▸ EXERCISE PROMPT: Among the lines of data below, reproduce only those from the one with "Point out the sweaty" through the one with "Point out the white number", exactly as they stand, both ends included.

▸ EXCERPTED RECORDS:
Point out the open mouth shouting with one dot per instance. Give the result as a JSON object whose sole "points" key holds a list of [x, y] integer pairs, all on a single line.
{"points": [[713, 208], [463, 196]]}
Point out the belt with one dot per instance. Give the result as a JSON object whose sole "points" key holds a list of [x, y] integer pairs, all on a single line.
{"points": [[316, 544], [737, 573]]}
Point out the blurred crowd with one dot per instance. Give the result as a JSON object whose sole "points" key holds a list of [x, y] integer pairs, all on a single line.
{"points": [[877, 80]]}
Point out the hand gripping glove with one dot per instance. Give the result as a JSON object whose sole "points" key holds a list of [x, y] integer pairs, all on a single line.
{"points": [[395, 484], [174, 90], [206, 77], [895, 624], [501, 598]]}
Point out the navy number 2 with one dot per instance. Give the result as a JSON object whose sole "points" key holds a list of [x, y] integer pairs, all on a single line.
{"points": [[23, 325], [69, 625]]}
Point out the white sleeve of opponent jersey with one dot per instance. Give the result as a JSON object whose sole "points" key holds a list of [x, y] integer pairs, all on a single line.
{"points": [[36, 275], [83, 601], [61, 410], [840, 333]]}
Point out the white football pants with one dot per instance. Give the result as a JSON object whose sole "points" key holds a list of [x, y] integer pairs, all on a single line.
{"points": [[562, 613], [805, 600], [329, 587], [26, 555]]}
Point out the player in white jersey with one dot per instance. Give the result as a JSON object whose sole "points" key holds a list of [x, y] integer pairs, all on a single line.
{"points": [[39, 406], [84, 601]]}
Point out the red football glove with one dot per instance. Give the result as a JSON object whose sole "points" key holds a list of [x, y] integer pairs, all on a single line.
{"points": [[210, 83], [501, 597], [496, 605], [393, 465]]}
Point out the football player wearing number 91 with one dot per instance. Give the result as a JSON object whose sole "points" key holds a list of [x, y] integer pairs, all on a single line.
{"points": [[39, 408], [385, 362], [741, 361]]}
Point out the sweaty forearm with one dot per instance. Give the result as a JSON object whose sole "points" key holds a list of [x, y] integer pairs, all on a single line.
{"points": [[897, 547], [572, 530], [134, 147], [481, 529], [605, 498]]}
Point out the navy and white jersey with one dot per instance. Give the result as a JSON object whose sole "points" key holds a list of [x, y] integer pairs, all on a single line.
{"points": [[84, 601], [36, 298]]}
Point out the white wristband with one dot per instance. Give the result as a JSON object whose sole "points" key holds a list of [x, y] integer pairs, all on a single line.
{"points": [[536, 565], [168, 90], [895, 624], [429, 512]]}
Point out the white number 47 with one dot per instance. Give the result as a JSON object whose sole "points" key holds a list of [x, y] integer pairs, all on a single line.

* * *

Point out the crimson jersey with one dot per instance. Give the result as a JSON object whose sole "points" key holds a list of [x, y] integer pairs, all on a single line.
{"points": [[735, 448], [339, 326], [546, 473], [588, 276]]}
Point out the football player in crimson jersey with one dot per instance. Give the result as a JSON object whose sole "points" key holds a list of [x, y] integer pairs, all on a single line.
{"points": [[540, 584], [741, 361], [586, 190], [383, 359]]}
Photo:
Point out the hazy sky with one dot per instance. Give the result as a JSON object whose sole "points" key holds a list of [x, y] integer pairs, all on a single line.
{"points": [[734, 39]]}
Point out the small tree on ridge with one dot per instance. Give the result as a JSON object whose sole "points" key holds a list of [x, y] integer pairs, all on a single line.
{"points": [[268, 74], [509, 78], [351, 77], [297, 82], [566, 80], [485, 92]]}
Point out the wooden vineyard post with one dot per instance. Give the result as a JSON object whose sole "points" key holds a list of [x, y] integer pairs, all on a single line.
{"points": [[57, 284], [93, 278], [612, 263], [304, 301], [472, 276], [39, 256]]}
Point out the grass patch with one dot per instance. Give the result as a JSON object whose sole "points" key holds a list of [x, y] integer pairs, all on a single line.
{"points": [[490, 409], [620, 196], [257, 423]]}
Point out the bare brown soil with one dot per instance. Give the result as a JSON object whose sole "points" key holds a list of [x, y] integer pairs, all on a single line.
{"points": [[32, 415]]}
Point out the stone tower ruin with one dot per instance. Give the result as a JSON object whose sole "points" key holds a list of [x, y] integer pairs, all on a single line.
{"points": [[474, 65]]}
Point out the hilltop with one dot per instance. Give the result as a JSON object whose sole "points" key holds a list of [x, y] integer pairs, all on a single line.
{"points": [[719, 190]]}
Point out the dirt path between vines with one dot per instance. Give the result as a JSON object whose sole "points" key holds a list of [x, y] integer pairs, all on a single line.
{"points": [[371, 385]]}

▸ OUTPUT OF THE TASK:
Point out the sweaty forearm with one dot per instance. Give the result as a JSON object whose sole "points" key holds a list of [x, y] integer pairs, all on a single line.
{"points": [[897, 547], [572, 530], [134, 147], [481, 529], [605, 498]]}
Point out the navy and white jersey with one dot per instance. Give the result as a JSON object whose sole "points" key holds a list of [x, y] integer pairs, all on a single line.
{"points": [[84, 601], [36, 298]]}
Point out the white wristband with one dot per instance. Give the result as a JSON object whose sole "points" key holds a list of [x, y] integer pairs, all on a single line.
{"points": [[536, 565], [168, 90], [895, 624], [429, 512]]}
Point out the white number 47 with one dot per instance. Give the result as a JSON object whose sole "points" key holds a list of [x, y] integer pairs, all on a single line.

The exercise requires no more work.